**Problem to work on**
Transcribe every entry below word for word, but skip the pictures.

**Working data**
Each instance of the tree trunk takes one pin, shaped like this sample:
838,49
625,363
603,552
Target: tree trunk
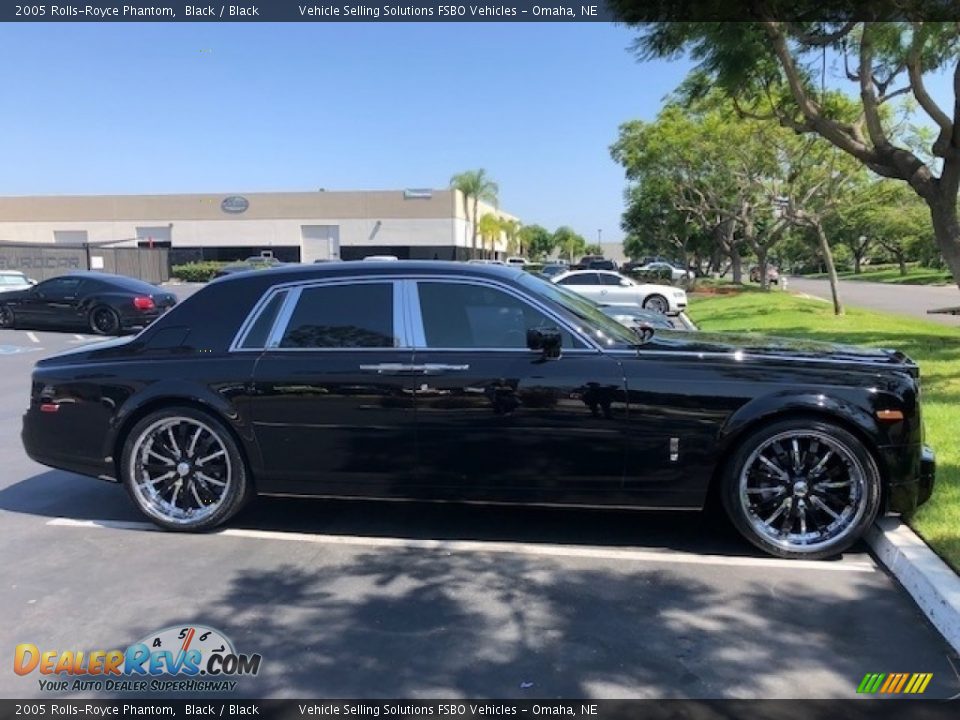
476,209
831,268
737,266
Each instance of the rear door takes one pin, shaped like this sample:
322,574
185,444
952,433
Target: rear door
53,302
332,404
496,421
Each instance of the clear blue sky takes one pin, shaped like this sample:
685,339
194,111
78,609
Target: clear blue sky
133,108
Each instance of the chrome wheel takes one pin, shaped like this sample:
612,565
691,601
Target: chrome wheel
181,471
803,490
657,303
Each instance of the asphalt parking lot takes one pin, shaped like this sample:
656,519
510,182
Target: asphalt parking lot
374,600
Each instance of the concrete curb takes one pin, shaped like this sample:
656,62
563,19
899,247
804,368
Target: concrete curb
930,581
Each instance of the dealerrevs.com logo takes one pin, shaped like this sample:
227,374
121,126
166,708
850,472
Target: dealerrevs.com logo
176,659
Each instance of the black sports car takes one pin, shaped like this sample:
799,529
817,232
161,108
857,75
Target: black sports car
99,302
450,381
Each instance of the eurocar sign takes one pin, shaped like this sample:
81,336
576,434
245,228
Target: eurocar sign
235,204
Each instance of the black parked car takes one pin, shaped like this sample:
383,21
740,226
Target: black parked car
450,381
99,302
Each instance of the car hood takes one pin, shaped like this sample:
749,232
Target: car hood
757,346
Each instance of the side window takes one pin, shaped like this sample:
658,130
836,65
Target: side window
59,286
463,315
260,330
342,316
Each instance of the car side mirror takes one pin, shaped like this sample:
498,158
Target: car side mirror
546,340
644,330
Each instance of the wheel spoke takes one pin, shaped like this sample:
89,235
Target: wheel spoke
823,506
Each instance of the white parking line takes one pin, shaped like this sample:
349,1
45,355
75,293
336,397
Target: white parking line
479,546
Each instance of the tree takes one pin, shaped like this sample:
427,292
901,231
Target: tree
537,241
511,230
475,186
490,229
770,68
569,242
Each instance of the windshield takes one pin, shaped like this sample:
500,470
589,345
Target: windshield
605,330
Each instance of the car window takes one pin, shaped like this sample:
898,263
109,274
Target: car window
464,315
260,330
581,279
342,316
59,286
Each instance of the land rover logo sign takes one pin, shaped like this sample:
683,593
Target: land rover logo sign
234,204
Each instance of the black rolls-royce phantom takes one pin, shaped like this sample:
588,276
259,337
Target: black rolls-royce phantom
449,381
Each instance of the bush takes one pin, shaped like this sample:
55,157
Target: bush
196,272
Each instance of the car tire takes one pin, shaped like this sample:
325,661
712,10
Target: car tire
208,481
657,303
8,318
811,510
104,320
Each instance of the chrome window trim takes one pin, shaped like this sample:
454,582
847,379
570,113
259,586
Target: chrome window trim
412,329
247,325
543,309
283,318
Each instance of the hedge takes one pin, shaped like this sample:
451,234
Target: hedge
196,272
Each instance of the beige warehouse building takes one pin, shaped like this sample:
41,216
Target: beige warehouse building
294,226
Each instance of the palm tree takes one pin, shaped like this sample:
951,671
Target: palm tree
475,186
511,228
489,227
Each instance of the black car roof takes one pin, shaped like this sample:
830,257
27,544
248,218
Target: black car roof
297,271
121,281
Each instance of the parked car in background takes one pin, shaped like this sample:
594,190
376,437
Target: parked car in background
99,302
11,280
773,274
604,286
595,262
456,382
552,269
676,273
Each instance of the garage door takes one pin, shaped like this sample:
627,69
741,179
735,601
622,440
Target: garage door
319,242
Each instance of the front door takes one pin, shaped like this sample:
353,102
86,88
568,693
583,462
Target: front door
332,405
497,421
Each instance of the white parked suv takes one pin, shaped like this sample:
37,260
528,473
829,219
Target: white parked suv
611,288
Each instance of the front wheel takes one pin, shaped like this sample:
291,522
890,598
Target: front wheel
184,471
802,489
657,303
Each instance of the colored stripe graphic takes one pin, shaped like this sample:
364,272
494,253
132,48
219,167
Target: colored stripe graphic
894,683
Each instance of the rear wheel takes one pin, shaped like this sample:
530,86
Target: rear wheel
104,320
657,303
183,470
7,318
802,489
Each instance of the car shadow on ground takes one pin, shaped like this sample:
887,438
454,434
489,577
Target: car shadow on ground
57,494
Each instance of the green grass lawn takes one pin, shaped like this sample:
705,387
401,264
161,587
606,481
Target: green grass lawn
936,348
916,275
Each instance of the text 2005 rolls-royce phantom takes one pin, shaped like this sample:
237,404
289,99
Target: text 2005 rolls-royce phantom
452,381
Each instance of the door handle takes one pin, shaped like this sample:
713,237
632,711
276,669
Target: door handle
403,369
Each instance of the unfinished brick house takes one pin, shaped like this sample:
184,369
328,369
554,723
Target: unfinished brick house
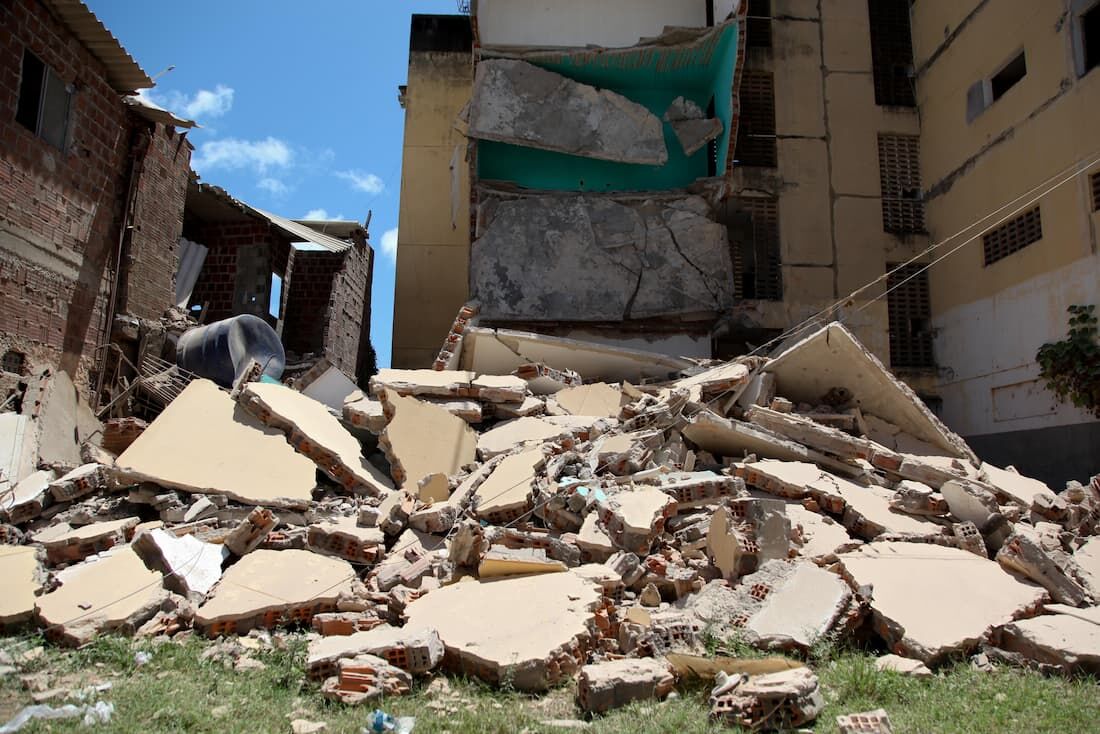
319,273
91,182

**Exercise result**
Each instance of the tree trunk takes one pin, shaped like this sample:
838,49
625,363
603,552
Target: tree trunk
476,209
831,268
737,266
Each instance of the rear door takes one pin, shaped like this sample:
322,574
185,444
952,433
Target: rear door
53,302
332,404
496,421
Each instance of the clear blue sky takes one pin, shaped like this sample:
685,339
194,111
78,609
Target: clear blue sky
133,108
Each instance of the chrome wheel takes one pin, shaped like this sample:
612,565
691,601
Target: chrome wheel
181,471
803,490
657,303
Each instance of the asphalt parking lot takes one pin, shaped like this sample:
656,519
510,182
Target: asphalt parking lot
374,600
Each instance of the concrete curb takes one pin, shaped like this sample:
656,62
563,19
899,247
804,368
Target: concrete curb
930,581
Each instance of the dealerrevs.com logo takes one pin, shaped like this sample:
227,374
121,126
166,708
850,472
Target: dealerrevs.com logo
176,659
Each instance of the black sports car takes one pin, shaped like this sample:
799,529
817,232
161,108
857,75
Target: black sports car
99,302
450,381
Each instance of the eurocar sign takes one pin, shaped like this sample:
81,336
576,434
245,228
Target: eurocar sign
235,204
Each instance of the black parked car takes one pin, shaped like this sample:
383,21
740,226
Target: black parked car
450,381
99,302
Each instance of the car hood takes one pin, shaped like this sample:
749,232
Target: car hood
757,346
Each instance of the side window takes one pin, shaped like this sample:
658,130
836,65
Target: side window
59,286
463,315
260,330
342,316
Each instance of the car side mirror takes one pin, shaped like this sample:
498,158
Target: car side mirror
546,340
644,330
Each instance of the wheel spoke takes one pin, shaped like this sample:
89,235
Target: wheel spoke
823,506
Each instance of the white parking line takes one pin, shaped like this sample:
349,1
45,355
75,293
336,397
Target: white parking line
479,546
Each instance of the tree takes one pin, shaped like this sample:
427,292
901,231
Target: tree
537,241
511,230
475,186
490,229
770,68
569,242
Each instance of the windshield takes one pin, shaped like this sample:
500,470
589,345
Target: windshield
605,330
Each instance of the car window takes one pin, shaped like this sample:
898,263
109,274
Target: car window
464,315
260,330
581,279
342,316
59,286
Each instance of the land rover logo sign takes one pin, shaped like this sample:
683,593
Target: land rover logo sign
234,204
Each instance of the black rolls-royce phantom takes one pin, shaped like this sample:
588,276
259,337
Target: black rolls-royce phantom
449,381
Each instance of the bush takes one pin, shaped like this sample:
55,157
Target: bush
196,272
Each instance of the car tire takes one pin, shaped like this sample:
325,661
712,10
Target: car tire
208,481
657,303
8,318
811,510
104,320
Each instance of the chrome window trim takes one pin, shaped like this sample:
454,582
847,379
570,113
259,586
Target: chrome window trim
412,329
247,325
543,309
283,318
Each instance of the hedge takes one pin, shaped like this sample:
451,234
Target: hedge
196,272
Each instance of the beige warehouse building takes one pin, shaped like this sample:
41,216
Target: beige warehouse building
294,226
Each instance of the palm tree takes one pin, shaped like this sample:
951,671
Target: palm tree
475,186
511,228
489,227
Each instance of the black car roof takes one pin, shaped like this sample:
830,257
27,544
248,218
Target: black car roof
297,271
121,281
Each instance of the parked car in background takes one pin, shaped like this sample:
594,190
376,437
Target: parked car in background
99,302
11,280
773,274
604,286
595,262
456,382
552,269
676,273
Each instance of the garage door takes one pin, shaped like this sample:
627,69
741,179
735,601
622,440
Target: garage door
319,242
Each instance of the front door takes one pin, shaped like this sample:
353,102
86,88
568,693
583,462
Target: front door
332,405
497,421
Each instance of the white parked suv takes one pin, shaped like this sample:
37,260
528,473
829,219
Target: white parked suv
611,288
Each instance of the front wheel takes one pin, shaped like this sample:
291,522
890,598
Target: front wheel
184,471
802,489
657,303
Each instance of the colored stripe graphic takes one pin, shaped like this sample:
364,272
494,253
132,48
219,167
Target: colored stripe graphic
894,683
Each instance of the rear wheel takes one pin, shaped like this sample:
530,86
Target: rear wheel
104,320
657,303
183,470
7,318
802,489
Each instance of the car shadow on ground takes one pin, shaped like this sample:
887,438
454,434
489,577
Target: car shadow on ground
57,494
Each instance of the green grass lawn takes one pin, shaped like this sample:
705,387
401,264
161,587
606,481
Target: green grass lawn
936,348
916,275
Each instance of the text 2005 rolls-royce phantom takes one pin, shaped like this sample:
237,404
289,99
Target: text 2005 rolls-royce phantom
452,381
Each instance of the door handle takes one pin, shaped like this sample:
713,237
632,711
276,669
Target: door handle
403,369
Each instance of the unfinished brick house takes one pin, shaped like this sample:
184,369
328,369
554,723
Target: unfinished brick house
319,273
91,182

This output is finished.